» **TASK**
Each line of the material must be returned exactly.

>> begin DATA SUPPLIED

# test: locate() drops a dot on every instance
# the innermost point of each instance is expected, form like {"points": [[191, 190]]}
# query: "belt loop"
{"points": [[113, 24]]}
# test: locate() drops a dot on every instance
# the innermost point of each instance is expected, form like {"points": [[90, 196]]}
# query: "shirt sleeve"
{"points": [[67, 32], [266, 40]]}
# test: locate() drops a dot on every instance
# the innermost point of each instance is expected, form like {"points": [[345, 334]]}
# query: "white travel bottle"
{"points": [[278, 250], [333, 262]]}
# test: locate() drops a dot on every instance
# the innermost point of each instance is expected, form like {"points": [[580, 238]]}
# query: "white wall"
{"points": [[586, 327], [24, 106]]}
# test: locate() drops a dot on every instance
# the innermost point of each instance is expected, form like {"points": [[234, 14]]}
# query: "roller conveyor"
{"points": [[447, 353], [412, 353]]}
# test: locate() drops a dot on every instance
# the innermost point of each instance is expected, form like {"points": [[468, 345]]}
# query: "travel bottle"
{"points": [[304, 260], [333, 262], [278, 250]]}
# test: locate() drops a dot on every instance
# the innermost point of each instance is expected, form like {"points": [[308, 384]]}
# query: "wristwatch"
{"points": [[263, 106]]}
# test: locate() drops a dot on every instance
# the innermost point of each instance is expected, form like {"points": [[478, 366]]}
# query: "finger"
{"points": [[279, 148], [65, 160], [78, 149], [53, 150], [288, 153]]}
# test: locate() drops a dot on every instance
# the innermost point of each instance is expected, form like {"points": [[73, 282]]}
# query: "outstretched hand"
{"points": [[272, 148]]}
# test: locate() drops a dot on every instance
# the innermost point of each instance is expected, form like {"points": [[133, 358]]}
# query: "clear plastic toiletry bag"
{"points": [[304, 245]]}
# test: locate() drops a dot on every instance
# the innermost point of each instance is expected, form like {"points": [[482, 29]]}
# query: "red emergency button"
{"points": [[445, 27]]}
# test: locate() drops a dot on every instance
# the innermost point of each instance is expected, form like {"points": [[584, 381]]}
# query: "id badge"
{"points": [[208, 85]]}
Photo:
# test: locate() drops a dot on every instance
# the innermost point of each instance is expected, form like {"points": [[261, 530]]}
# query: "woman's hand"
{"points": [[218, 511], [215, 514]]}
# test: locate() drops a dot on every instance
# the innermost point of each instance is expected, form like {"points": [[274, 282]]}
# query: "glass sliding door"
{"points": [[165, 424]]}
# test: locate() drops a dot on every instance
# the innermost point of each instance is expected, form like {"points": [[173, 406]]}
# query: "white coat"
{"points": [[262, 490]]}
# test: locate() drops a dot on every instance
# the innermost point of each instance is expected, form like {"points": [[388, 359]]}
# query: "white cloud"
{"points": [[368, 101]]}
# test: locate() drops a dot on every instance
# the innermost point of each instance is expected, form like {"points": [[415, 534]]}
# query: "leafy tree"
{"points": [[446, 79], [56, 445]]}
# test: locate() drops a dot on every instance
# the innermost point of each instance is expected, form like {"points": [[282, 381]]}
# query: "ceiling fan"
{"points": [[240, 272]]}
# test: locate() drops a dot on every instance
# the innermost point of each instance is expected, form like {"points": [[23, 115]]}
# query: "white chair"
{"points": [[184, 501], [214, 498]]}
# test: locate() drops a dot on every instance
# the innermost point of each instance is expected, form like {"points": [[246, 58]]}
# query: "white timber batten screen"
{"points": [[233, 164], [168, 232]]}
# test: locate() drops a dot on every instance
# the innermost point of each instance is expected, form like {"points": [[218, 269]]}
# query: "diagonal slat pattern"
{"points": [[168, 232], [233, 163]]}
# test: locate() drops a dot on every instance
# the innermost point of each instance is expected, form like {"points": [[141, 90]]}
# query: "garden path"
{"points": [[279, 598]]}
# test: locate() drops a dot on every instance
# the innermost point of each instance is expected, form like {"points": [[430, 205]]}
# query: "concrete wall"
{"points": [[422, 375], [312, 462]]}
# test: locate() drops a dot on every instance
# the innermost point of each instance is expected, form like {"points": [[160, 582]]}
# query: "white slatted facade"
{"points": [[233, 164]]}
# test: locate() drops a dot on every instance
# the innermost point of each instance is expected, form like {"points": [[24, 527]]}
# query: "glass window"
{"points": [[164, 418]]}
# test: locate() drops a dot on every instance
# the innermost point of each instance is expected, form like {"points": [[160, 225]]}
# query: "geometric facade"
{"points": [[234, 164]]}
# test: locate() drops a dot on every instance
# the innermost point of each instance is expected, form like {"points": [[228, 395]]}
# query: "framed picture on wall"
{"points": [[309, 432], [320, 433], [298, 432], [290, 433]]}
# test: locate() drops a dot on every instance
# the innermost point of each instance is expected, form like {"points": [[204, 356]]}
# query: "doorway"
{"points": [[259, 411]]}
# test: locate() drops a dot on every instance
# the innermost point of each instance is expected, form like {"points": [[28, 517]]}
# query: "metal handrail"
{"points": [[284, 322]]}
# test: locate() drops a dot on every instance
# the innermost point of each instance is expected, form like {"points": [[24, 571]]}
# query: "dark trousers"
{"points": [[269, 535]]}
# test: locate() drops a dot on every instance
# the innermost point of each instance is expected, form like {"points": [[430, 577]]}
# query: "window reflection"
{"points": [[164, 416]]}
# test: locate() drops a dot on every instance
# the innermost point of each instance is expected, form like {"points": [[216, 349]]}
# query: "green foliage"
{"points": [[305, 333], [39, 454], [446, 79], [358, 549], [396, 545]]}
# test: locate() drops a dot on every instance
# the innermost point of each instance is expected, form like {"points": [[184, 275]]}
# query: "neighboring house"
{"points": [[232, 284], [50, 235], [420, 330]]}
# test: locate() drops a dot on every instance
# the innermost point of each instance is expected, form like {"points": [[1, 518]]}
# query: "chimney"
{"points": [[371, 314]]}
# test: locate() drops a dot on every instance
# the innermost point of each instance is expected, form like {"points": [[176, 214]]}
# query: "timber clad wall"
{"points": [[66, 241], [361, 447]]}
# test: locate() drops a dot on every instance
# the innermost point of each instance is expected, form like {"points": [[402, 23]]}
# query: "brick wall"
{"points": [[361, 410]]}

>> end DATA SUPPLIED

» **ANSWER TO THIS PROBLEM**
# test: locate() drops a dot on every instance
# the innermost point of each instance is expected, form like {"points": [[191, 190]]}
# query: "belt loop"
{"points": [[113, 24]]}
# test: locate() drops a dot on every instance
# the innermost point of each instance is expected, form like {"points": [[90, 196]]}
# query: "shirt sleeve"
{"points": [[67, 32], [266, 40]]}
# test: locate() drops a dot on every instance
# the innermost point of each instance is expected, form like {"points": [[345, 334]]}
# query: "white travel bottle"
{"points": [[278, 250], [333, 262]]}
# test: locate() drops a dot on every instance
# the innermost point of each instance is expected, form like {"points": [[580, 238]]}
# query: "white wall"
{"points": [[586, 327], [24, 106]]}
# test: locate() drops a dot on every instance
# the innermost point of each instance is expected, form like {"points": [[234, 14]]}
# query: "roller conveyor"
{"points": [[447, 353], [412, 353]]}
# test: locate() drops a dot on every instance
# the innermost point of each instance is expected, form like {"points": [[468, 345]]}
# query: "travel bottle"
{"points": [[304, 260], [333, 262], [278, 250]]}
# test: locate() drops a dot on every instance
# the innermost point of each instance is expected, form like {"points": [[308, 384]]}
# query: "wristwatch"
{"points": [[263, 106]]}
# test: locate() drops a dot on every instance
# the innermost point of each instance is expected, form like {"points": [[478, 366]]}
# query: "finger"
{"points": [[279, 148], [65, 160], [78, 149], [53, 150], [288, 153]]}
# test: locate() drops a dot on every instance
# the innermost point of each instance is expected, form like {"points": [[73, 282]]}
# query: "outstretched hand"
{"points": [[272, 148]]}
# test: locate() drops a dot on every instance
# the innermost point of each instance is expected, form like {"points": [[133, 358]]}
# query: "clear plastic toiletry bag"
{"points": [[304, 245]]}
# test: locate() drops a dot on every instance
# the innermost point of each instance is expected, form like {"points": [[482, 29]]}
# query: "red emergency button"
{"points": [[445, 27]]}
# test: locate() drops a dot on every instance
# the innermost point of each instance is expected, form like {"points": [[584, 381]]}
# query: "id badge"
{"points": [[208, 85]]}
Photo:
# test: locate() drops a dot on every instance
# the innermost point of each instance is expected, form like {"points": [[261, 530]]}
# query: "woman's hand"
{"points": [[218, 511], [215, 514]]}
# test: locate() drops a dot on every instance
# the innermost point of each instance is expected, form like {"points": [[274, 282]]}
# query: "glass sliding door"
{"points": [[165, 424]]}
# test: locate() drops a dot on every instance
# the innermost point of each instance is expected, form like {"points": [[173, 406]]}
# query: "white coat"
{"points": [[262, 490]]}
# test: locate() drops a dot on every instance
# the innermost point of each instance is expected, form like {"points": [[388, 359]]}
# query: "white cloud"
{"points": [[368, 101]]}
# test: locate() drops a dot on every instance
# the innermost point of each instance is expected, form like {"points": [[415, 534]]}
# query: "leafy tree"
{"points": [[446, 79], [56, 445]]}
# test: locate() drops a dot on every instance
# the innermost point of each instance is expected, form like {"points": [[282, 381]]}
# query: "ceiling fan"
{"points": [[240, 272]]}
# test: locate() drops a dot on every instance
# the innermost point of each instance is expected, form like {"points": [[23, 115]]}
# query: "white chair"
{"points": [[184, 501], [214, 498]]}
# test: locate() drops a dot on every instance
# the innermost point of each instance is expected, form like {"points": [[246, 58]]}
# query: "white timber batten screen"
{"points": [[233, 164], [168, 232]]}
# test: locate() drops a dot on every instance
# the innermost point of each instance is expected, form like {"points": [[218, 269]]}
# query: "diagonal slat pattern"
{"points": [[168, 232], [233, 163]]}
# test: locate() drops a dot on every instance
# the innermost point of each instance is expected, form like {"points": [[141, 90]]}
# query: "garden path"
{"points": [[279, 598]]}
# test: locate() drops a dot on every instance
# the innermost point of each instance is expected, form like {"points": [[430, 205]]}
# query: "concrete wall"
{"points": [[422, 375], [312, 462]]}
# test: locate() drops a dot on every instance
# the innermost point of each instance is expected, form like {"points": [[160, 582]]}
# query: "white slatted facade"
{"points": [[233, 164]]}
# test: locate() drops a dot on every instance
# the innermost point of each instance is expected, form like {"points": [[24, 527]]}
# query: "glass window"
{"points": [[164, 418]]}
# test: locate() drops a dot on every instance
# the innermost point of each instance is expected, form like {"points": [[160, 225]]}
# query: "geometric facade"
{"points": [[234, 164]]}
# test: locate() drops a dot on every instance
# the innermost point of each instance is expected, form like {"points": [[228, 395]]}
# query: "framed picture on wall"
{"points": [[309, 432], [320, 433], [298, 432], [290, 433]]}
# test: locate() drops a dot on every instance
# the innermost point of each instance is expected, form like {"points": [[204, 356]]}
# query: "doorway"
{"points": [[259, 411]]}
# test: locate() drops a dot on every instance
# the innermost point of each instance is expected, form like {"points": [[28, 517]]}
# query: "metal handrail"
{"points": [[284, 322]]}
# test: locate() drops a dot on every instance
# the innermost point of each instance is expected, form like {"points": [[24, 571]]}
# query: "dark trousers"
{"points": [[269, 535]]}
# test: locate() drops a dot on every instance
# the innermost point of each instance is expected, form like {"points": [[430, 577]]}
# query: "window reflection"
{"points": [[164, 416]]}
# test: locate() drops a dot on every instance
# the innermost point of each instance is expected, form like {"points": [[216, 349]]}
# query: "green foliage"
{"points": [[305, 333], [39, 454], [446, 79], [358, 549], [396, 545]]}
# test: locate() drops a dot on every instance
# the innermost point of each instance is expected, form like {"points": [[184, 275]]}
# query: "neighboring house"
{"points": [[232, 284], [50, 235], [420, 330]]}
# test: locate() drops a dot on every instance
# the innermost point of each instance is expected, form like {"points": [[1, 518]]}
# query: "chimney"
{"points": [[371, 314]]}
# test: locate() drops a dot on every instance
# the innermost point of each instance is expected, form like {"points": [[176, 214]]}
# query: "timber clad wall"
{"points": [[66, 241], [361, 447]]}
# test: locate() drops a dot on every instance
# the innermost point of each instance is expected, form like {"points": [[402, 23]]}
# query: "brick wall"
{"points": [[361, 410]]}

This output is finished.